Can you write out every line of the entries again, requests included, scaling each pixel coordinate in the answers by 2.35 and rounding to whole numbers with halves rounded up? Keep the numbers in the requests and their format samples as they are.

[Dataset records]
= = = = =
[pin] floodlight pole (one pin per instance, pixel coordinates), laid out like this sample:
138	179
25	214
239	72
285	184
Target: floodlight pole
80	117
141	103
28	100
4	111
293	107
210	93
= = = = =
> Solution
[pin] floodlight pole (one pin per instance, pixel coordinates), laid out like this sample:
138	179
25	214
239	72
285	184
Target: floodlight pole
188	275
331	242
66	235
9	261
689	251
494	219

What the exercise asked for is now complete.